Direction:
Could you write out everything in the listing below, requests included, from the line containing "Target: snow slope" down to the end, shifting every x and y coordinate in the answers up by 80?

________

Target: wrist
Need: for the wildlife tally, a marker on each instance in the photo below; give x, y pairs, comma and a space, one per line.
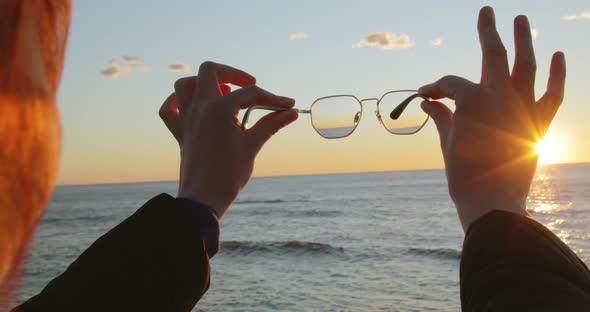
217, 204
471, 208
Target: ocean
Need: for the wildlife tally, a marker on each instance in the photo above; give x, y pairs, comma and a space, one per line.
386, 241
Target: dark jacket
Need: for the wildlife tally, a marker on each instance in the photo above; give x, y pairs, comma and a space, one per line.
158, 260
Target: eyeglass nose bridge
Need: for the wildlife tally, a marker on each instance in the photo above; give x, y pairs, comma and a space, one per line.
369, 99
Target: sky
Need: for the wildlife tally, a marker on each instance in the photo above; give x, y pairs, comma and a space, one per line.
124, 56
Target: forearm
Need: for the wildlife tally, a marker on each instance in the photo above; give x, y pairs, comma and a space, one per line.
513, 263
156, 260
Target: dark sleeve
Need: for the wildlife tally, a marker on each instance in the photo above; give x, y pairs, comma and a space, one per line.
155, 260
513, 263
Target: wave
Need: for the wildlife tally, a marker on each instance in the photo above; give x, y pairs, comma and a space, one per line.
260, 201
50, 220
280, 248
441, 253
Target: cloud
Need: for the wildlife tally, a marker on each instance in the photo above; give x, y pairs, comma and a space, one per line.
112, 72
178, 67
385, 40
582, 15
534, 33
129, 63
133, 63
298, 36
436, 42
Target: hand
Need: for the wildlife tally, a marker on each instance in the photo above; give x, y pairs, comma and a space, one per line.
488, 142
217, 156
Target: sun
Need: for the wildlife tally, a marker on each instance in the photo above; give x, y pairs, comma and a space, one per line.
550, 150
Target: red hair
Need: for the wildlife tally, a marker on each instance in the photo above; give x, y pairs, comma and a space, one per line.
33, 36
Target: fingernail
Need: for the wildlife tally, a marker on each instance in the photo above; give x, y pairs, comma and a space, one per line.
290, 115
488, 11
425, 105
521, 20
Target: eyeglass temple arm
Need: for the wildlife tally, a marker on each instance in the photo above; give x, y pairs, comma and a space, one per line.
271, 108
396, 112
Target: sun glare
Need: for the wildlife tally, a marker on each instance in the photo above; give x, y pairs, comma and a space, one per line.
550, 150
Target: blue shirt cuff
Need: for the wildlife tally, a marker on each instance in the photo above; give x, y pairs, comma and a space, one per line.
207, 223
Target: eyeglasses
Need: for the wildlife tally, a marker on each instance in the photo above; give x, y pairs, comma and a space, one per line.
337, 116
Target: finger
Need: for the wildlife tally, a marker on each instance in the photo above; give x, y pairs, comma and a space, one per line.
525, 66
254, 95
494, 59
225, 89
212, 75
442, 117
551, 100
447, 87
184, 88
270, 124
170, 116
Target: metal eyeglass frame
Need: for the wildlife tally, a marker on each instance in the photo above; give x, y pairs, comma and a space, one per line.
395, 113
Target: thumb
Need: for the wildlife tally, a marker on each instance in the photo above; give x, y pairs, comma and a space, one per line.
171, 118
442, 117
270, 124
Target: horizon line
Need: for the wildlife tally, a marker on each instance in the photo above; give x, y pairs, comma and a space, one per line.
293, 175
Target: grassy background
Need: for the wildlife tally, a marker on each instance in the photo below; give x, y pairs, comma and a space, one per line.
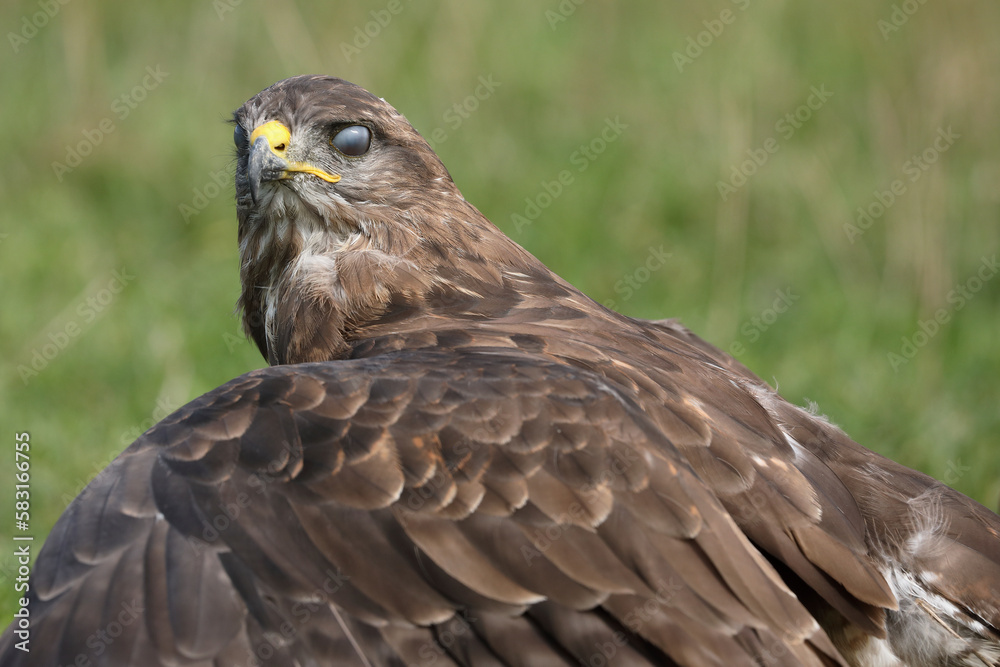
170, 334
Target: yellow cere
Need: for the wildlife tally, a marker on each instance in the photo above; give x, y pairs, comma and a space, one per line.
278, 137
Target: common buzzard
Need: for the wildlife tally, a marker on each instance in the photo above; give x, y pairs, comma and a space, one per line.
456, 458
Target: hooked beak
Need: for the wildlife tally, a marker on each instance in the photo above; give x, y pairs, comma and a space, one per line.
269, 143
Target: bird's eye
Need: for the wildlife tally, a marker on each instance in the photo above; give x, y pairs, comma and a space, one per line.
240, 137
353, 141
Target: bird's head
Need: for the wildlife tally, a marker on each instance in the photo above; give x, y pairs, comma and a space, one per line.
322, 154
346, 214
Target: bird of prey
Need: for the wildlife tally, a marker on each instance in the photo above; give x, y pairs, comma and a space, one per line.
457, 458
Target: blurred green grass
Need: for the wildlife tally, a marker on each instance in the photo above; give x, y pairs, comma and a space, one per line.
170, 333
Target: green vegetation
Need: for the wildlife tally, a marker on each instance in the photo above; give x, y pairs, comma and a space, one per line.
641, 204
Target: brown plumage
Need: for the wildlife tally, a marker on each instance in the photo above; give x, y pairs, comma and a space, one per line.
457, 458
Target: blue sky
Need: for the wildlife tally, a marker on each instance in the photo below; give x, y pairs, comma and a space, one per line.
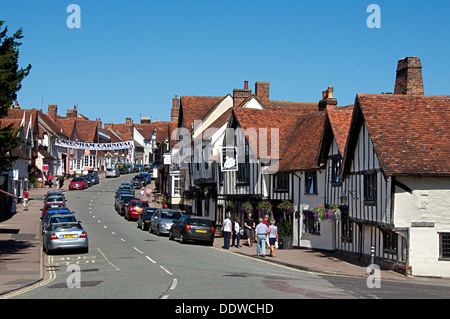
130, 58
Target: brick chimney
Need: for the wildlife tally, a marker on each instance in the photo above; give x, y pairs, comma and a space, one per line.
262, 92
409, 79
72, 113
145, 120
175, 110
240, 95
52, 111
327, 99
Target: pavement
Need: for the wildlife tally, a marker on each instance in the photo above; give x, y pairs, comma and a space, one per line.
22, 259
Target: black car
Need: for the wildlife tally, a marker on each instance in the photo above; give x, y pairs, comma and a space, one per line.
139, 181
191, 227
124, 203
119, 198
144, 217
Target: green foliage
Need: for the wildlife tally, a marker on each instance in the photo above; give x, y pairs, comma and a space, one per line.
10, 83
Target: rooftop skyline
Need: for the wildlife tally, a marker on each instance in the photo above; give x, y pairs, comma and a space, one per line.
131, 59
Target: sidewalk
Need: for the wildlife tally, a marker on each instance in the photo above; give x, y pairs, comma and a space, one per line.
323, 262
21, 257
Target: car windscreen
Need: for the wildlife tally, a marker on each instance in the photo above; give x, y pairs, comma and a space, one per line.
170, 215
62, 219
200, 222
140, 204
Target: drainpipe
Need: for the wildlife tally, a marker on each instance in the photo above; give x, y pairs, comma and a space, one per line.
299, 213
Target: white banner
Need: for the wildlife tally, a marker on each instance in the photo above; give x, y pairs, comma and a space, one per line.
94, 146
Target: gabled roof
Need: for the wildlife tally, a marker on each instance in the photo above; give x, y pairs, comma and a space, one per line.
298, 140
195, 108
340, 118
410, 133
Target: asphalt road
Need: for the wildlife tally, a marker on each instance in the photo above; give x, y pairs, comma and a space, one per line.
125, 262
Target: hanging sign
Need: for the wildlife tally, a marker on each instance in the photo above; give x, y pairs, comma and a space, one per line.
229, 159
94, 146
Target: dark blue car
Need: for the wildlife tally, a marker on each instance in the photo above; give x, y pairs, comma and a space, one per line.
52, 211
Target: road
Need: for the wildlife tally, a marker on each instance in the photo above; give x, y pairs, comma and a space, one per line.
125, 262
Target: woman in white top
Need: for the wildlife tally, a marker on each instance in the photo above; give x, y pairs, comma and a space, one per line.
227, 232
273, 237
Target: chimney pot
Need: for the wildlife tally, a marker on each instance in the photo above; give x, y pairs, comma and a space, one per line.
409, 80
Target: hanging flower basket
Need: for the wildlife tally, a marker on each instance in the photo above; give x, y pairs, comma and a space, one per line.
230, 207
247, 208
286, 228
264, 208
324, 213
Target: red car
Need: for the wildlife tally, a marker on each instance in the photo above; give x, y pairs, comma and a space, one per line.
135, 207
78, 183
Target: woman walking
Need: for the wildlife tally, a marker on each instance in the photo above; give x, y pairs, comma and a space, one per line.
273, 237
261, 231
227, 232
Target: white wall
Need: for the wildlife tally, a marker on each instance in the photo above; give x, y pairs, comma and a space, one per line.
430, 203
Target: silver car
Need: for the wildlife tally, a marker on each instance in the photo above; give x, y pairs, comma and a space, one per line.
64, 232
112, 172
162, 220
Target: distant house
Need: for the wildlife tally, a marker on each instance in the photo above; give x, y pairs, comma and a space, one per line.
395, 176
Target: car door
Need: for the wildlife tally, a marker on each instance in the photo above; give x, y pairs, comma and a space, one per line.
154, 220
179, 225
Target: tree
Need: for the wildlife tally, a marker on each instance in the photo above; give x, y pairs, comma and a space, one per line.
10, 83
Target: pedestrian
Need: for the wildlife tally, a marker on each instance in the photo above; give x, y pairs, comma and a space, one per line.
266, 222
249, 227
273, 237
236, 233
25, 200
50, 180
227, 232
261, 231
148, 192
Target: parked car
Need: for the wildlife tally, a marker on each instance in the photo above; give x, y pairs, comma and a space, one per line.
135, 207
162, 220
147, 177
78, 183
138, 181
47, 206
54, 193
64, 232
190, 227
120, 197
112, 172
92, 179
50, 213
123, 204
143, 221
55, 199
122, 168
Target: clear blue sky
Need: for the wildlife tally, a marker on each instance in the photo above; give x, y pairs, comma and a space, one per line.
131, 57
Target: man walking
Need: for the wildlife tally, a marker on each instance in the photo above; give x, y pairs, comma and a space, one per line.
261, 231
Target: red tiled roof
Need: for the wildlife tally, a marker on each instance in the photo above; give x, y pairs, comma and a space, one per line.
299, 135
196, 107
340, 118
410, 133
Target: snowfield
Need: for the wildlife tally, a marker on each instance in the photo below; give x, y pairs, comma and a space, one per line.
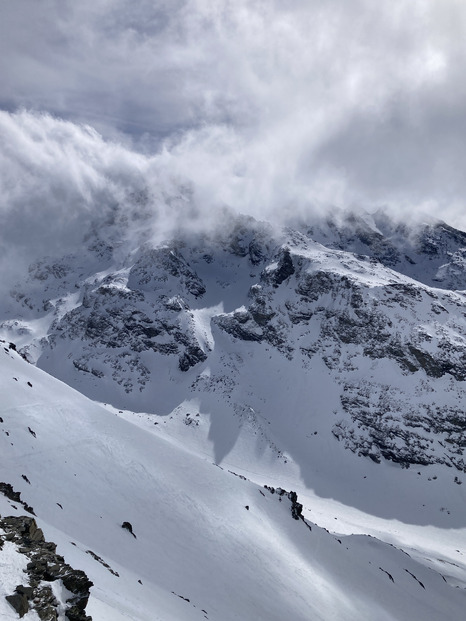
197, 382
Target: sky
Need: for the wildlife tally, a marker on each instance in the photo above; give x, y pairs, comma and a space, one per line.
272, 108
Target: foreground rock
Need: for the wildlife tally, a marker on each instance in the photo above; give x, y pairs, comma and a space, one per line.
45, 567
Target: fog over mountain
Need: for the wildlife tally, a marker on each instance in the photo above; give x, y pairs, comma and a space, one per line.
272, 108
232, 326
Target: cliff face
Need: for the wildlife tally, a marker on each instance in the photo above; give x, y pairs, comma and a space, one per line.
50, 586
388, 325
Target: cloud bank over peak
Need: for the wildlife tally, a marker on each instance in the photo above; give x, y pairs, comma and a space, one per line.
275, 109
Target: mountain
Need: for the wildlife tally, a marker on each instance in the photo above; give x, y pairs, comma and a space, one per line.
326, 359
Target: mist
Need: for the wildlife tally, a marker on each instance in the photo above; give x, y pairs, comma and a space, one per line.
276, 110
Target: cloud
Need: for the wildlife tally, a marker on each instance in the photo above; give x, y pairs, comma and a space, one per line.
275, 108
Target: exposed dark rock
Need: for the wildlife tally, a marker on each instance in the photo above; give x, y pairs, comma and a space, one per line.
129, 527
191, 356
44, 566
285, 268
7, 490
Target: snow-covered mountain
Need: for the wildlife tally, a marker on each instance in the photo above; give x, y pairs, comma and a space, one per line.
326, 359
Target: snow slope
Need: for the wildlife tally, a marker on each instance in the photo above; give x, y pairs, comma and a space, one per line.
195, 538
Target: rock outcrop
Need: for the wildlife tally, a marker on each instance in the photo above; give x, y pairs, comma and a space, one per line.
44, 568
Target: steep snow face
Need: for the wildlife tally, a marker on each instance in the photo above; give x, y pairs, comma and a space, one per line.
205, 542
304, 359
432, 253
195, 319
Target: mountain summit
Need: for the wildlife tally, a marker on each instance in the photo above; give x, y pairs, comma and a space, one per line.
327, 358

________

The answer:
Target: snow slope
Need: for the wildlife tally, a marker on each instance in the photo above; give x, y pairs, comma and a space, one per line.
275, 618
Target: rock outcrop
Need: for the wildlife tally, a marker on each instance in the photo above; give x, y pairs, comma and a space, one per line.
124, 648
Target: steep snow face
Need: for the wildlife tally, a marker on each instance in the photo above; give x, y pairs, comma and a space, one per line.
285, 622
384, 439
512, 333
275, 399
Target: mountain summit
Need: for the wildlife tally, a marker on each instance in the photo above; give x, y pairs, comma and a space, one per line.
407, 438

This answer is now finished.